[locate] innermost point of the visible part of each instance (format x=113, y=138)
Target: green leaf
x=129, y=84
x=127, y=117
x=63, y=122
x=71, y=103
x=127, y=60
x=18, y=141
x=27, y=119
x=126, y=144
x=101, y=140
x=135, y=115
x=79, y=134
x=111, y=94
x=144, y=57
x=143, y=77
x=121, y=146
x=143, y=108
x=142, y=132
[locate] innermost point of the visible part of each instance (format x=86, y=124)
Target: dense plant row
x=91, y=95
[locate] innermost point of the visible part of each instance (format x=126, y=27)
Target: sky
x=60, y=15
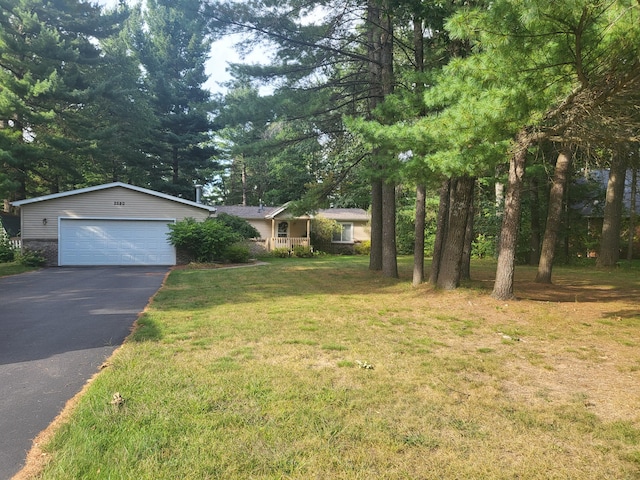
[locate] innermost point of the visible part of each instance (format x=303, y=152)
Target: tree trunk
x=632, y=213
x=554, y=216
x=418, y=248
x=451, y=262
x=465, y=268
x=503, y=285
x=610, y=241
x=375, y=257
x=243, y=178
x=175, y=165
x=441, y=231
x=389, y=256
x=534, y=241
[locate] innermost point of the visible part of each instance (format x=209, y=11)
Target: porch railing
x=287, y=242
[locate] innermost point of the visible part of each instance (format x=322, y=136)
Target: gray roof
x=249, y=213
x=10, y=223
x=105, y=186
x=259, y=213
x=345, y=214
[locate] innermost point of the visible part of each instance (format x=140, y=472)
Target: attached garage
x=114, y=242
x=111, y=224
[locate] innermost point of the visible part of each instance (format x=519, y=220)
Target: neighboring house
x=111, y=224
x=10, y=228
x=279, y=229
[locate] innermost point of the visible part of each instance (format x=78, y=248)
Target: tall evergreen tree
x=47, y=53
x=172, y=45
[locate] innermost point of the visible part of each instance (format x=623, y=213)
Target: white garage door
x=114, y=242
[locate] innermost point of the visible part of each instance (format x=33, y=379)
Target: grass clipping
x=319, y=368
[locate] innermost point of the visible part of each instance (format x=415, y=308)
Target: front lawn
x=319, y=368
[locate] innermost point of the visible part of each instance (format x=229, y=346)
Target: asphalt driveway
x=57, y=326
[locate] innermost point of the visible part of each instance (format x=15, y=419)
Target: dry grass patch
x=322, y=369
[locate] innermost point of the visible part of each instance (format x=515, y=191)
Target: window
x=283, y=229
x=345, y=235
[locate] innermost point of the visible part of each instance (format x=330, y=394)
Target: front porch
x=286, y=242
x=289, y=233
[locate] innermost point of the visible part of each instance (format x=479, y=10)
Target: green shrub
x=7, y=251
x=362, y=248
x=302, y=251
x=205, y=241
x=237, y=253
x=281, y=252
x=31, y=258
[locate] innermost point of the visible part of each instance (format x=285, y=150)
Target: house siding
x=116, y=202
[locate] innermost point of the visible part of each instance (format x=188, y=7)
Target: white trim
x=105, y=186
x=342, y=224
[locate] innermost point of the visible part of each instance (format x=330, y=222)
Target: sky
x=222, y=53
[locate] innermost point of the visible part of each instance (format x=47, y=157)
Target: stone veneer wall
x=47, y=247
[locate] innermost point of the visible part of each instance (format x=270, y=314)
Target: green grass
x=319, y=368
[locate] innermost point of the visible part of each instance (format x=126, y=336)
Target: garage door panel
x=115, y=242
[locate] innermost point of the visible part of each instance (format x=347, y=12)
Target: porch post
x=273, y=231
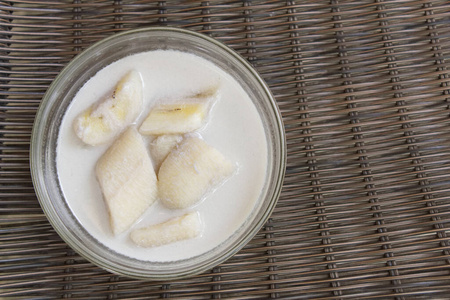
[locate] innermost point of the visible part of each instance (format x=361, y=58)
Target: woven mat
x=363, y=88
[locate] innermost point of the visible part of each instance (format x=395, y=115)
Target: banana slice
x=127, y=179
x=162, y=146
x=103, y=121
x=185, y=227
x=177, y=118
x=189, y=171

══════════

◆ PROBLEM TO WORK ON: Output the entries above exactly, without their pictures.

◆ RESULT BELOW:
[locate] innermost point of the visible part of each instance (format x=113, y=138)
Target: green leaf
x=129, y=84
x=127, y=117
x=63, y=122
x=71, y=103
x=127, y=60
x=18, y=141
x=27, y=119
x=126, y=144
x=101, y=140
x=135, y=115
x=79, y=134
x=111, y=94
x=144, y=57
x=143, y=77
x=121, y=146
x=143, y=108
x=142, y=132
[locate] innermost point of the visible part of each instance (format x=86, y=124)
Target: dense plant row
x=91, y=95
[locate] innermost point of the visible part of each instance (format x=126, y=27)
Target: sky
x=60, y=15
[locate] innermost point of the visible part of each instance (format x=303, y=152)
Target: tree trunk
x=632, y=213
x=554, y=216
x=418, y=248
x=451, y=262
x=465, y=268
x=503, y=285
x=610, y=241
x=375, y=257
x=243, y=178
x=175, y=165
x=441, y=231
x=389, y=256
x=534, y=241
[locate] innermost point of the visible part of each instance (format x=209, y=11)
Target: porch railing
x=287, y=242
[locate] innermost point of the visible part of each instance (format x=322, y=136)
Target: gray roof
x=249, y=213
x=10, y=223
x=105, y=186
x=259, y=213
x=345, y=214
[locate] innermost point of the visible part of each instance (format x=140, y=472)
Target: attached garage
x=114, y=242
x=111, y=224
[locate] innermost point of the visible part of each instance (format x=519, y=220)
Target: neighboring house
x=111, y=224
x=10, y=228
x=279, y=229
[locate] innermost point of the visible part of each instance (format x=78, y=248)
Target: tall evergreen tree
x=47, y=53
x=172, y=45
[locate] innermost point of the visible part of each instance (format x=623, y=213)
Target: white garage door
x=114, y=242
[locate] innermost point of the visible part of each instance (format x=33, y=379)
Target: grass clipping
x=319, y=368
[locate] innermost point of the visible part of each instance (format x=415, y=308)
Target: front lawn
x=319, y=368
[locate] innermost point of the visible part of each instance (format x=229, y=346)
Target: asphalt driveway
x=57, y=326
[locate] innermost point of the visible part of each instance (format x=15, y=419)
Target: dry grass patch
x=322, y=369
[locate] innermost point of the visible part of each instance (format x=515, y=191)
Target: window
x=283, y=229
x=345, y=235
[locate] innermost point of the visible part of each instance (format x=330, y=394)
Target: front porch
x=286, y=242
x=289, y=233
[locate] innermost point of the visible part of each instance (format x=479, y=10)
Target: green shrub
x=7, y=251
x=362, y=248
x=302, y=251
x=205, y=241
x=237, y=253
x=281, y=252
x=31, y=258
[locate] innermost point of the visible part of each instance (format x=285, y=150)
Target: house siding
x=116, y=202
[locate] innermost point of the visible part of each instance (format x=188, y=7)
Target: white trim
x=105, y=186
x=342, y=224
[locate] innermost point of the visible part of each instance (format x=330, y=222)
Target: sky
x=222, y=53
[locate] innermost point of the visible part of each instance (format x=47, y=157)
Target: stone veneer wall
x=47, y=247
[locate] innermost point of the visible part of each instance (format x=270, y=314)
Target: green grass
x=319, y=368
[locate] innermost point of the visible part of each instance (format x=126, y=336)
Target: garage door panel
x=115, y=242
[locate] innermost point of the visible part of each instance (format x=347, y=12)
Target: porch post
x=273, y=231
[locate] innermost point of the visible part of each instance (format x=361, y=58)
Target: woven mat
x=363, y=88
[locate] innermost point of the visible part of each instance (format x=395, y=115)
Target: banana slice
x=127, y=179
x=162, y=146
x=103, y=121
x=185, y=227
x=177, y=118
x=189, y=171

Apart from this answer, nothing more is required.